§ EXERCISE DESCRIPTION
Pick out every line in the records below that contains the word "water", and copy each of those lines in full.

§ EXTRACTED DATA
_ _ _ _ _

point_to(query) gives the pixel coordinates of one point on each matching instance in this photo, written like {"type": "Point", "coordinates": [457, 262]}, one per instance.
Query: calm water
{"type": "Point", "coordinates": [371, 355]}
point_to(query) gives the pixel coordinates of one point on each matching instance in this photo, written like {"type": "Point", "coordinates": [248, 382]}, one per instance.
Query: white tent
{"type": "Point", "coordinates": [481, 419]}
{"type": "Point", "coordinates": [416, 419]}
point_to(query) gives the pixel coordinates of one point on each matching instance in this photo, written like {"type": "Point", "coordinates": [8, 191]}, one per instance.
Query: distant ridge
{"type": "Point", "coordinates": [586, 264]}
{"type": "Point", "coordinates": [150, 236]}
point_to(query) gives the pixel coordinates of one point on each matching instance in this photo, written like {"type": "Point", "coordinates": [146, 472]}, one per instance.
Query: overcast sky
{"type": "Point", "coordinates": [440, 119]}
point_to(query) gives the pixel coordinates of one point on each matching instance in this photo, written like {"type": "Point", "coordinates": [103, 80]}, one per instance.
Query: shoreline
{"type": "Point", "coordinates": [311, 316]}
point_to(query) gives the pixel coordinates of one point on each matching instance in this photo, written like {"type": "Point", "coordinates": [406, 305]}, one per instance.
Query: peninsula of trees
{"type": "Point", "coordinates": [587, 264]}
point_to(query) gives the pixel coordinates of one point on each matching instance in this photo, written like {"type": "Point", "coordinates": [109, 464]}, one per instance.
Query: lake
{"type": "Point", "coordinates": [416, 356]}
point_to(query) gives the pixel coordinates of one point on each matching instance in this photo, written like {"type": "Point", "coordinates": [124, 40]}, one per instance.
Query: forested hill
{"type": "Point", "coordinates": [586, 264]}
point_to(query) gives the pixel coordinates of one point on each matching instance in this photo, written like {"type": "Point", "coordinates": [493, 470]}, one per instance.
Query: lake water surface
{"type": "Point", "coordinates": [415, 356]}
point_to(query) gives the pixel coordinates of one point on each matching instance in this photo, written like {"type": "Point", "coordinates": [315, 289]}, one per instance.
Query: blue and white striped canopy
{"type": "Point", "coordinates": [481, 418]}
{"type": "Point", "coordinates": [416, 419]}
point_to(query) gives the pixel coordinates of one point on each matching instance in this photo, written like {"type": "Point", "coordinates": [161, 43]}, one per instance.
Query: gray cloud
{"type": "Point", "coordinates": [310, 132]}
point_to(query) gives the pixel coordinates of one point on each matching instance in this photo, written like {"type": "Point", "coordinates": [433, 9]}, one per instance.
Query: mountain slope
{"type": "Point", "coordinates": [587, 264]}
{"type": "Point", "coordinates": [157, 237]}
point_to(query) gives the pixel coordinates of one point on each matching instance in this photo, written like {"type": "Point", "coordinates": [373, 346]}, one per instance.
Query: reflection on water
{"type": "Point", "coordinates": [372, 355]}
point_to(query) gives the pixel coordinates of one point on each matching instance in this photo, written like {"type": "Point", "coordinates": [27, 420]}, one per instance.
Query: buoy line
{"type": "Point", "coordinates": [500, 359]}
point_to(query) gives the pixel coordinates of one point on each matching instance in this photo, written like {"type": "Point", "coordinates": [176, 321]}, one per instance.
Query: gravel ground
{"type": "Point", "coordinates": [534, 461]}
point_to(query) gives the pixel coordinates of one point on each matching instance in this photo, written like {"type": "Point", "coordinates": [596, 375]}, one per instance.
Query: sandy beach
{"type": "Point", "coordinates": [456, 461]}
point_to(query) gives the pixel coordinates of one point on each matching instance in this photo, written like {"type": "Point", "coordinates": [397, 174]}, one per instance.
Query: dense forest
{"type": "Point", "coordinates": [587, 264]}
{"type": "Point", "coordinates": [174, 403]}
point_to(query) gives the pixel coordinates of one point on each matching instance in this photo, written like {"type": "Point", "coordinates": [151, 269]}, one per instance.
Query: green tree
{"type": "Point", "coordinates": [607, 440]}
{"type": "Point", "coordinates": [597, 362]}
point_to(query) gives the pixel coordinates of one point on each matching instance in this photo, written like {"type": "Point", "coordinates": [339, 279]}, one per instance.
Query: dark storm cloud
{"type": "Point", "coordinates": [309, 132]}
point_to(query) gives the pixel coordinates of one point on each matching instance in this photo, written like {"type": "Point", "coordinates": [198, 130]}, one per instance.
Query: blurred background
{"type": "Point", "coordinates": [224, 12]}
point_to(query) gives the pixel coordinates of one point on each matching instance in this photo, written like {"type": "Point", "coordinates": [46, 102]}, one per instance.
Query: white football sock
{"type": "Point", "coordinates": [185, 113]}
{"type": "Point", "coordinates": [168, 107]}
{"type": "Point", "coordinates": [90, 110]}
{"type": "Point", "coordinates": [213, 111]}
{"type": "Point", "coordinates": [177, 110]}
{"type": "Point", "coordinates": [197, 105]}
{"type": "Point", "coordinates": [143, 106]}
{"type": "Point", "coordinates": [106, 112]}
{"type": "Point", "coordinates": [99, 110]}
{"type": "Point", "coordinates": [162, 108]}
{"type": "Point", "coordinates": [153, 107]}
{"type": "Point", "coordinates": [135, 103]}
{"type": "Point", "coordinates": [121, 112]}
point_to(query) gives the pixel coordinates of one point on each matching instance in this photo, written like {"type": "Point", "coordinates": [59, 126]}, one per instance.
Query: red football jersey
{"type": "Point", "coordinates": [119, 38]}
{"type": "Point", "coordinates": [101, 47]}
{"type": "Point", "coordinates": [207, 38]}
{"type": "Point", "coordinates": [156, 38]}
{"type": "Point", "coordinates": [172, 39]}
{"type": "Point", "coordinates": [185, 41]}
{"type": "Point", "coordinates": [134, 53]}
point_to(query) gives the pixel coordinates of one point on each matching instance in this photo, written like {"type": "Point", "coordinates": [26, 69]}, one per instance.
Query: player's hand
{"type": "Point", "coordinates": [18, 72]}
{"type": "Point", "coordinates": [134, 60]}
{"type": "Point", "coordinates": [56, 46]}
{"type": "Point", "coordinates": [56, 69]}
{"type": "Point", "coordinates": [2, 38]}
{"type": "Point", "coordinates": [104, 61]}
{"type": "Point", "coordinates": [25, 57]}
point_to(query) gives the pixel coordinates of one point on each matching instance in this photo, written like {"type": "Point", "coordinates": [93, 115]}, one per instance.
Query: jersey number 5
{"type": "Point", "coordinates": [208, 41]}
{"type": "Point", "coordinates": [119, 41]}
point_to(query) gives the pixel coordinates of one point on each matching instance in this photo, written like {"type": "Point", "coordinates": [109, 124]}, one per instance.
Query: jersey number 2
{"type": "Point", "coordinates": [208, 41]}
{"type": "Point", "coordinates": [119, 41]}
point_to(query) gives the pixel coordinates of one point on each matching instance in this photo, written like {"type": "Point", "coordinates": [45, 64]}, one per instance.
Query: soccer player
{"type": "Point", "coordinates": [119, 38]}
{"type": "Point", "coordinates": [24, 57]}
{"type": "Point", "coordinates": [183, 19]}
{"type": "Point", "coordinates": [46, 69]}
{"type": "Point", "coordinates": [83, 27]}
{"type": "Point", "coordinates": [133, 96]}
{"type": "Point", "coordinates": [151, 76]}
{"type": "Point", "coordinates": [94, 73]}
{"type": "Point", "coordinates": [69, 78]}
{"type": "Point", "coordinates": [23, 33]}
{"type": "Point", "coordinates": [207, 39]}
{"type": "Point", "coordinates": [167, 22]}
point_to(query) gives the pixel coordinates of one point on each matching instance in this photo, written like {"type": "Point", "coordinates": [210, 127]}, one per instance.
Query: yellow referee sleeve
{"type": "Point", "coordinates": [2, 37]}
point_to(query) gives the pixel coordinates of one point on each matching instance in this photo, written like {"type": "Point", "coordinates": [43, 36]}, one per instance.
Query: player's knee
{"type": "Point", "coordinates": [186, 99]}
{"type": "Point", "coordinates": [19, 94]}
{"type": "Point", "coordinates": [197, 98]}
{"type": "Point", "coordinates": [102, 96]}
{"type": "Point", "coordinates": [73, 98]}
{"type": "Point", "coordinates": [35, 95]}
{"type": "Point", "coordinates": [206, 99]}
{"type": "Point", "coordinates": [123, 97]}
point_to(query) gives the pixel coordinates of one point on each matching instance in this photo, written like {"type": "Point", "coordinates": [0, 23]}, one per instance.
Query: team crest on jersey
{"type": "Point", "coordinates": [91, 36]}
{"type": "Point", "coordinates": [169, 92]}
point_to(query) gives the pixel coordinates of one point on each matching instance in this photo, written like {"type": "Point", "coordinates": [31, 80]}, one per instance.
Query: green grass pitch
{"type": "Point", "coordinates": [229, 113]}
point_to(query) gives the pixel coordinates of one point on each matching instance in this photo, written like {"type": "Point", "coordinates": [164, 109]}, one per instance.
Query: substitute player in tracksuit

_ _ _ _ _

§ EXERCISE RESPONSE
Query: calm water
Query: lake water surface
Query: reflection on water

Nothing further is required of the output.